_Task to carry out_: Add -150 to every bounding-box coordinate in the listing, from its start through the line that contains "left=332, top=379, right=422, bottom=458", inclusive, and write out all of those lines, leaving everything except the coordinates unchanged.

_Supplied entries_:
——

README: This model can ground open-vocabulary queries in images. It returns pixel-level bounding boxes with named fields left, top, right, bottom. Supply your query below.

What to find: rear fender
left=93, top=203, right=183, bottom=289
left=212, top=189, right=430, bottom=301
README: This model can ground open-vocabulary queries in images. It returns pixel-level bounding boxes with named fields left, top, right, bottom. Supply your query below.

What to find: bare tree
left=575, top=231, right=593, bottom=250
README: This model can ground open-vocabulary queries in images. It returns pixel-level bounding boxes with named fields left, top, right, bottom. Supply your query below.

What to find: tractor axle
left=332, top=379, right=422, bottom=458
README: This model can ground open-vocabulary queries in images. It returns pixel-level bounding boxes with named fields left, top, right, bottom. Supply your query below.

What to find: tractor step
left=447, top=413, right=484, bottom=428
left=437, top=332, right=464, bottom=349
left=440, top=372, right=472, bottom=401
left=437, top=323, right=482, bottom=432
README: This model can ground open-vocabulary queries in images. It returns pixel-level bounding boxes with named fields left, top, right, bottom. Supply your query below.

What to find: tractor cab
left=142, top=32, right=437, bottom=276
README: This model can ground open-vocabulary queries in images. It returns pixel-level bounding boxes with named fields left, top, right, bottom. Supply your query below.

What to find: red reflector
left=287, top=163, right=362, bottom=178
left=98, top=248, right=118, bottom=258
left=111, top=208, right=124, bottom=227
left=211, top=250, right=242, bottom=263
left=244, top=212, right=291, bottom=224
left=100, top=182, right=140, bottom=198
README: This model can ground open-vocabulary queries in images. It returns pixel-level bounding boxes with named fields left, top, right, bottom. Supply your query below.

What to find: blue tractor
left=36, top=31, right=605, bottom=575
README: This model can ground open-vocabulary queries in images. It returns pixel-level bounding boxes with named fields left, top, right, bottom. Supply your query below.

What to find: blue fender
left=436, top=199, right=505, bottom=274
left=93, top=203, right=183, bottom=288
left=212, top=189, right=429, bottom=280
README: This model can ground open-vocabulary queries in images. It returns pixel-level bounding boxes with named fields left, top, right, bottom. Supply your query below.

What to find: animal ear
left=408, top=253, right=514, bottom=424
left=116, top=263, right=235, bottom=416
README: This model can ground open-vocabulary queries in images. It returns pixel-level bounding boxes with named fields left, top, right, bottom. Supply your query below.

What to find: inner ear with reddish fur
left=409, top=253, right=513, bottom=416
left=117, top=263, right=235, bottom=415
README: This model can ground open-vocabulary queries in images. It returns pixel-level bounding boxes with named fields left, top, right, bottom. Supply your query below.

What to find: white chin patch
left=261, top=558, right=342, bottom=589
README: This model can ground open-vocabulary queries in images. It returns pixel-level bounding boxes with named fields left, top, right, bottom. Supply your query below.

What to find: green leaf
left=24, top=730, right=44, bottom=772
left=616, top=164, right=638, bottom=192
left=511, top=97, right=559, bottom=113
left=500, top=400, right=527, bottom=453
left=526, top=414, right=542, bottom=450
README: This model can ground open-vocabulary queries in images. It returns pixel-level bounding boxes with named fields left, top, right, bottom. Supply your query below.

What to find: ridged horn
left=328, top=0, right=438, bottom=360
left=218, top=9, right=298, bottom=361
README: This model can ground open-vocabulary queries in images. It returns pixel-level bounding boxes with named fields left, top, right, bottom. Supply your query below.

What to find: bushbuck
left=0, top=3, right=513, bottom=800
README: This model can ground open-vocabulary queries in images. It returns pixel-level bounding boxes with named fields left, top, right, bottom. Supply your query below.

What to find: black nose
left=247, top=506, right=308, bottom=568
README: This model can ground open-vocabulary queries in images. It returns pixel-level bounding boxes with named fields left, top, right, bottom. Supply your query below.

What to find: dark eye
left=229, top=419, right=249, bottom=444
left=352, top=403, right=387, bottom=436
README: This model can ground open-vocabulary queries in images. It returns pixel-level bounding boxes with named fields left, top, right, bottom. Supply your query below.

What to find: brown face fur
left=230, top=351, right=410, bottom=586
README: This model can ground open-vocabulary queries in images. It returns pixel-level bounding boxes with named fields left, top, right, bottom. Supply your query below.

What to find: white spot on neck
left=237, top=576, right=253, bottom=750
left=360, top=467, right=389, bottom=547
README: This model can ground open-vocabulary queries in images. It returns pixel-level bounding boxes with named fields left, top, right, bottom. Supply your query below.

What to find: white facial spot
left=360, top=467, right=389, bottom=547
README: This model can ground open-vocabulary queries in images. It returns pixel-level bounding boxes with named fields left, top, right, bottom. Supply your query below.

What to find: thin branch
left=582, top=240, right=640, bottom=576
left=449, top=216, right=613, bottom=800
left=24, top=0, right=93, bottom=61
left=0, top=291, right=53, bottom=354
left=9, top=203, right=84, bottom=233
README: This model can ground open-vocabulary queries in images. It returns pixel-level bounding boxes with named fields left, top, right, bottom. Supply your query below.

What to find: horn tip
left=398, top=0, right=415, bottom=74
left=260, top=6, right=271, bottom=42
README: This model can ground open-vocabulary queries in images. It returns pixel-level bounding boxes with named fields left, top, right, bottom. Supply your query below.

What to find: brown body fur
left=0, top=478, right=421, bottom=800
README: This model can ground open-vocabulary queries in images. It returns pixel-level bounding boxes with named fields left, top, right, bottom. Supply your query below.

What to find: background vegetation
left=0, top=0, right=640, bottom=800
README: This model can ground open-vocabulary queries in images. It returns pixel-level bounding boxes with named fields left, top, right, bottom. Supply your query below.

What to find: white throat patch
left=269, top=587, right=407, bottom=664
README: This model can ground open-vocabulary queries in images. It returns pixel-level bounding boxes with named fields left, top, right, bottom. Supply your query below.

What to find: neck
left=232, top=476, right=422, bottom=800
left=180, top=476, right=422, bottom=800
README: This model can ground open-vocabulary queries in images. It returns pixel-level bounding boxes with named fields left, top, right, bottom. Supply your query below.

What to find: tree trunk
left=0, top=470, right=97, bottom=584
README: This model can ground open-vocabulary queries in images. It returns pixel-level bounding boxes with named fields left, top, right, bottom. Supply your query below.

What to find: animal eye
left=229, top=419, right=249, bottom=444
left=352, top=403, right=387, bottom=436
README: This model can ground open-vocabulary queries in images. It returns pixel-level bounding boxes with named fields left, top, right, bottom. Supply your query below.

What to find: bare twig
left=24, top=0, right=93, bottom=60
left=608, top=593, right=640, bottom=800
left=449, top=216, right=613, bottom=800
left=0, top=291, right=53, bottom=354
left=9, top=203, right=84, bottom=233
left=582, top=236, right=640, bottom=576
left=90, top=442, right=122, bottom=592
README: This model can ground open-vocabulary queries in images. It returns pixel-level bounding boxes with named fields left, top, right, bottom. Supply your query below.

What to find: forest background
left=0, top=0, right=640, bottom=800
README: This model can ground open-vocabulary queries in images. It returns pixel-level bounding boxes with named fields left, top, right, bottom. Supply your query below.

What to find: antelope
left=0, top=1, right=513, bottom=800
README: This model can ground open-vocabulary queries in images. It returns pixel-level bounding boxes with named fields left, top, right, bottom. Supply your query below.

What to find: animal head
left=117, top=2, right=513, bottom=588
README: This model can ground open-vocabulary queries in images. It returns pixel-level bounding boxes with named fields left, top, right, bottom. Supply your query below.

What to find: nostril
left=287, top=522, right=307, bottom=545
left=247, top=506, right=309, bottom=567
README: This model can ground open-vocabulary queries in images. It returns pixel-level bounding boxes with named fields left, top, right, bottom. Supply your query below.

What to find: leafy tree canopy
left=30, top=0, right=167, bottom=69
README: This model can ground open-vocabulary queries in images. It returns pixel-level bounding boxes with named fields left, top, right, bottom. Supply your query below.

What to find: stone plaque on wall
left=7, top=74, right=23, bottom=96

——

_Exercise output_:
README: This model can ground open-vocabulary queries in images. It returns pixel-level bounding boxes with named fields left, top, right, bottom. Supply your query below.

What to find: rear fender
left=-57, top=53, right=33, bottom=139
left=62, top=39, right=280, bottom=151
README: This model can ground open-vocabulary queries in images. It returns pixel-level bounding boxes with named fields left, top, right, bottom. Supply your query below.

What to find: bare tree
left=425, top=81, right=443, bottom=100
README: This model can ground open-vocabulary queries in images. It returns pixel-level bounding boxes with named fields left, top, right, bottom. Supply your query below.

What to find: tractor axle
left=182, top=229, right=272, bottom=308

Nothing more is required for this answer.